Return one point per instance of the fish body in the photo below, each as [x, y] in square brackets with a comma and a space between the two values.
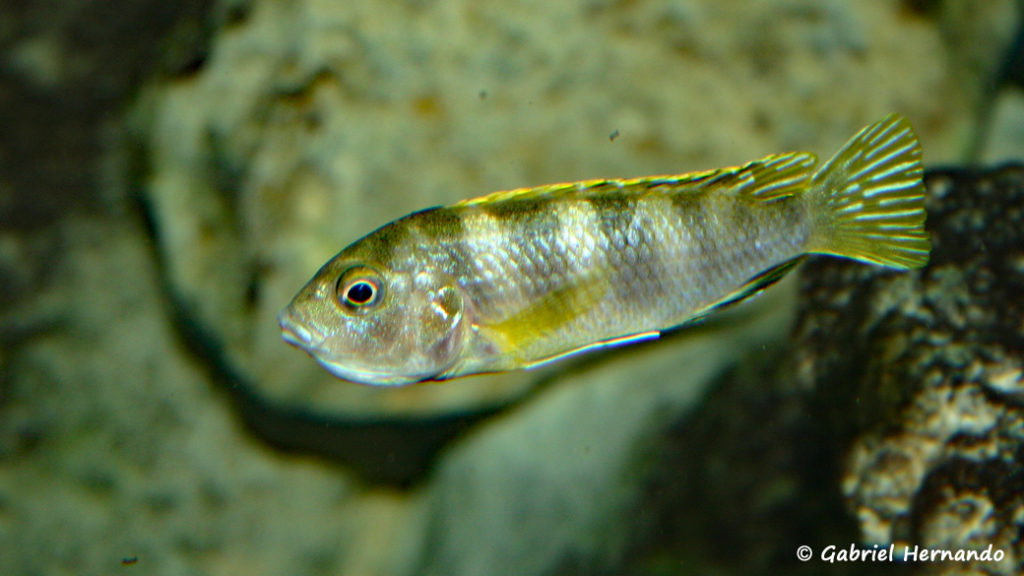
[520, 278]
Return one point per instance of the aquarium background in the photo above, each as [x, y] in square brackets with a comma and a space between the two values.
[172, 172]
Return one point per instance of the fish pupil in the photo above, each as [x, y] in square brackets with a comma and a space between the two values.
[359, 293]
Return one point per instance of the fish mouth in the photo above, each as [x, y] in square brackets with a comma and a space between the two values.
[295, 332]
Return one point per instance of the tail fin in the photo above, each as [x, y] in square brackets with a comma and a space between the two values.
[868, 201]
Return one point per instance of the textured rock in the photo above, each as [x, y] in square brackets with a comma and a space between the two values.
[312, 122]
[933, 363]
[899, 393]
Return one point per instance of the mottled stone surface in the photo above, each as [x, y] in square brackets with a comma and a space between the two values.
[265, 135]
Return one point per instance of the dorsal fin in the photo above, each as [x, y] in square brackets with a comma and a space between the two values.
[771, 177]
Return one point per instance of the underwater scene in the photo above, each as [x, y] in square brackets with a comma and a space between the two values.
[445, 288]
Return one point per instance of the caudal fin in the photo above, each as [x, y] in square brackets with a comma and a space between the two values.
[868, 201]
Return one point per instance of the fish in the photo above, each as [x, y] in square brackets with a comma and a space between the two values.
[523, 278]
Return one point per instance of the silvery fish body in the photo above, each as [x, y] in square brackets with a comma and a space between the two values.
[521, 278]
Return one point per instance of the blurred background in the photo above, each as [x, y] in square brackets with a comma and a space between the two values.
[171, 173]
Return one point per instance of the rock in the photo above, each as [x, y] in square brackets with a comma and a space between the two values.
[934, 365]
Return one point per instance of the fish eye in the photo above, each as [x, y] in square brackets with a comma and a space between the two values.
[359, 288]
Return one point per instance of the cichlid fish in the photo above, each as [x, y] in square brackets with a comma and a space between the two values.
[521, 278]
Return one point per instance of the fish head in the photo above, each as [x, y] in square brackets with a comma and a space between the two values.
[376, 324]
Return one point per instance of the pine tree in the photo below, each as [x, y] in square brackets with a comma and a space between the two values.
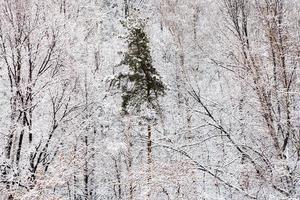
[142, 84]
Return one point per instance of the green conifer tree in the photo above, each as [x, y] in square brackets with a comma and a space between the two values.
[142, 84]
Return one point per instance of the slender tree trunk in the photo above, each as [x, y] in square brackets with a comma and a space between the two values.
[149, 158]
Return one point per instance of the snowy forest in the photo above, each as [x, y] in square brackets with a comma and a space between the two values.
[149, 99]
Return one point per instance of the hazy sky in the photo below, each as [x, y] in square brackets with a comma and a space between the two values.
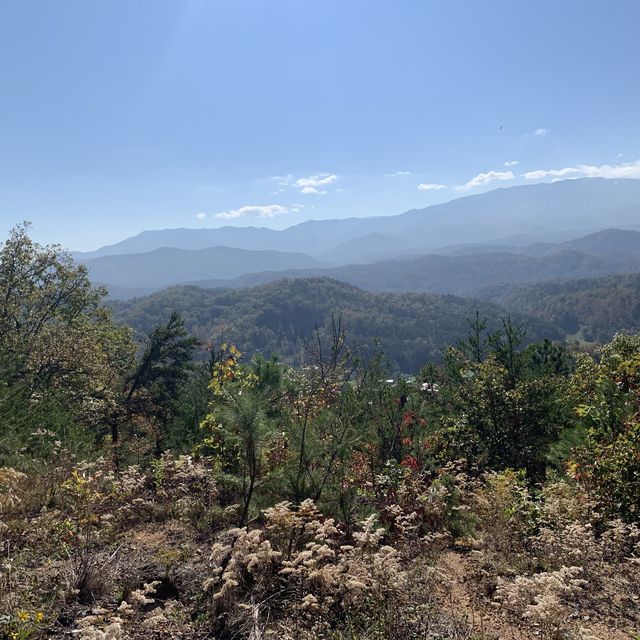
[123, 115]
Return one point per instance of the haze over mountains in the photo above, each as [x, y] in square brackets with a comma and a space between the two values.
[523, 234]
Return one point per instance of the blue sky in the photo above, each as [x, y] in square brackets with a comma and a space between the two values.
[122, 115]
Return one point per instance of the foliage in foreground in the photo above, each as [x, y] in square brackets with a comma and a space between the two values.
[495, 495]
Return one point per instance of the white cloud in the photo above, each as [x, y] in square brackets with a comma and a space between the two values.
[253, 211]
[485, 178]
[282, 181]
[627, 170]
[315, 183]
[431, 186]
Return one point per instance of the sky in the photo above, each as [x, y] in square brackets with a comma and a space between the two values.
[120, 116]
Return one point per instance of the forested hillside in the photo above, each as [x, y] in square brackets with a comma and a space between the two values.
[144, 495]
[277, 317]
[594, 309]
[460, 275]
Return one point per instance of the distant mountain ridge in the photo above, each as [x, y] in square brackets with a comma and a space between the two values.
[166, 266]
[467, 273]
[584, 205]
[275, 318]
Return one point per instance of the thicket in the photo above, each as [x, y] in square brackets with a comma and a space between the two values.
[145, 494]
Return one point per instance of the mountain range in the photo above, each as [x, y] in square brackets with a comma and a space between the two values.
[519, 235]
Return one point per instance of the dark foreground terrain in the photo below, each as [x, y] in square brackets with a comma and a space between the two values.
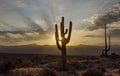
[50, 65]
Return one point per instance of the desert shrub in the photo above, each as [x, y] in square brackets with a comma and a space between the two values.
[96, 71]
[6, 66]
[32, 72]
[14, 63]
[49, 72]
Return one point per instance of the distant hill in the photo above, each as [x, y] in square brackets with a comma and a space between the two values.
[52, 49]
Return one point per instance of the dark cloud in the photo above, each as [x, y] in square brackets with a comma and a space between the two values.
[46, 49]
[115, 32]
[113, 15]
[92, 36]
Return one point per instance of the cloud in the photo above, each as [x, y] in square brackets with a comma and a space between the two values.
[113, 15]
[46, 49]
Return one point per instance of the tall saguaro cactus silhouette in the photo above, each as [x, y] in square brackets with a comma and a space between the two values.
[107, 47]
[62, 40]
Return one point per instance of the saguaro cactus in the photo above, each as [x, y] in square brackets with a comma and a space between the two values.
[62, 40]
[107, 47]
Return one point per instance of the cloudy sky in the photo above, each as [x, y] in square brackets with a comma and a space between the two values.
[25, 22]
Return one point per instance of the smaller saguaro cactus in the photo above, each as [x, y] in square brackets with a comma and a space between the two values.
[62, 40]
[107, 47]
======
YOUR INSTRUCTIONS: Express every item above as a two-column CSV with the columns item and answer, one row per item. Put the item's text and its answer each in one quoted field, replace line breaks with spaces, and leave out the pictures.

ANSWER TO THE PROBLEM:
item,answer
"Return one point per instance of the fish body in the photo below, each as [x, y] in square brackets with a comma and a space between the two values.","[520, 278]"
"Return one point per instance of the aquarium background in the photo above, each as [x, y] in square brackets with a comma and a space between the two values.","[172, 172]"
"Return one point per instance of the fish pupil in the photo above, each as [x, y] in square brackets with a comma and a space between the two values.","[359, 293]"
"Return one point per instance of the fish mouth in the photo above, each as [x, y] in square brackets with a comma and a space between the two values.","[295, 332]"
"Return one point per instance of the tail fin in the photo above, each as [x, y] in square brackets with a comma and a space between the two values.","[868, 201]"
"Return one point per instance of the textured rock in the photo above, each as [x, y] in square brackets with a comma and a space between the two values.","[312, 122] [933, 363] [899, 393]"
"Return one point per instance of the mottled stone surface in the photo above, each as [x, y] in square brackets with a comma and a space between the two values.","[265, 135]"
"Return one point per instance of the dorsal fin in the photo above, each as [x, y] in square brackets with a comma and a space between the two values.","[771, 177]"
"Return one point per instance of the underwater scene in the photo above, each as [x, y] in square brackets with a comma and a space between the two values.","[445, 288]"
"Return one point per instance of the caudal fin in the photo above, each as [x, y] in square brackets with a comma and a space between the two values.","[868, 201]"
"Return one point per instance of the fish in the photo above, each as [x, y] in square brackets with a comma and a space between the two values.","[523, 278]"
"Return one point per instance of the silvery fish body in the photo above, each as [x, y] in square brackets with a comma and a space between the two values.","[521, 278]"
"Return one point per instance of the blurred background in the photo above, each as [x, y] in square brackets with a comma and a space between the two values.","[171, 173]"
"Return one point per instance of the rock in the photo above, each as [x, y] in square brackets with a comma and a space between the two values.","[934, 365]"
"Return one point per instance of the fish eye in the photo above, each as [x, y] in square brackets with a comma and a space between the two values.","[359, 288]"
"Return one point per instance of the cichlid fish in the photo above, each as [x, y] in square brackets with a comma and a space between the two values.","[521, 278]"
"Return one point per instance of the fish head in the photo above, each as [x, y] in square brackets with a comma and a space between the two values.","[376, 324]"
"Return one point per instance of the pine tree in the photo below, each as [x, y] in square brackets with a comma and a space between the two values.","[142, 84]"
"Return one point per instance of the green conifer tree in the photo above, each as [x, y] in square brackets with a comma and a space between the two values.","[142, 84]"
"Return one point per instance of the slender tree trunk in the photo above, each as [x, y] in square brackets with a comma and a space between the two values.","[149, 158]"
"Return one point per instance of the snowy forest in the photo above, each as [x, y] in square brackets with a comma and a space between the two values.","[149, 99]"
"Return one point per instance of the hazy sky in the photo below, each as [x, y] in square brackets with a comma and a space between the two values.","[123, 115]"
"Return one point per instance of the haze over mountains in the photo above, each as [x, y] in square brackets with a comma and a space between the two values.","[523, 234]"
"Return one point per instance of the blue sky in the photo above, each as [x, y] in square brackets with a comma and a space between the two values.","[122, 115]"
"Return one point per instance of the foliage in foreground in the photo above, each as [x, y] in square brackets with a comma and a space between the two values.","[495, 495]"
"Return one point per instance of the white cloud in the photo above, each as [x, y] in square brackets with a comma and a space between the two values.","[253, 211] [485, 178] [282, 181] [627, 170] [315, 183] [431, 186]"
"Return one point per instance of the sky in the photo above, each as [x, y] in square brackets with a comma and a space between the two values.","[120, 116]"
"Return one point per instance of the forested hillside in the photo above, each as [x, y] in square brackets with a comma and a space between the two values.","[144, 495] [277, 317] [594, 309] [460, 275]"
"Return one point per instance of the distant mountain ridge in the photo above, each as [x, y] in square brackets with a comma and a space between the two values.","[166, 266] [467, 273] [584, 205] [275, 318]"
"Return one point per instance of the thicket in the photo above, each as [x, y] in square brackets with a comma and a space between the two values.","[145, 494]"
"Return one point per instance of the mountain range in the photo above, each as [x, y] in square brackets with a comma and a space between the two values.","[519, 235]"
"Return one point per instance of the dark foreground terrain in the photo below, each as [x, y] in square brackets with a comma and a space between the two values.","[50, 65]"
"Return one point per instance of the desert shrub in the photo above, each as [x, y] in square brackets with a comma and a space between the two values.","[96, 71] [6, 66] [32, 72] [14, 63] [49, 72]"
"Return one point per instance of the distant hill in the photo above, each as [x, y] in square brackets with a comma and a space between the two values.","[52, 49]"
"Return one point per instance of the dark cloud in the photo above, each as [x, y] in square brackets with a comma and a space between the two values.","[46, 49] [115, 32] [113, 15] [92, 36]"
"Return one point per instance of the cloud in the photo above, each as [x, y] in square brackets with a comma and a space between the two values.","[113, 15] [46, 49]"
"Return one point per instance of the tall saguaro cactus silhouette in the photo above, each as [x, y] in square brackets with a comma and a space between the two values.","[107, 47] [62, 40]"
"Return one point per instance of the saguaro cactus in the photo above, each as [x, y] in square brackets with a comma and a space between the two values.","[62, 40] [107, 47]"
"Return one point per instance of the cloudy sky in the photo above, each as [x, y] in square brackets with a comma and a space between the two values.","[25, 22]"
"Return one point per instance of the smaller saguaro cactus in the photo above, each as [x, y] in square brackets with a comma and a space between the two values.","[62, 40] [107, 47]"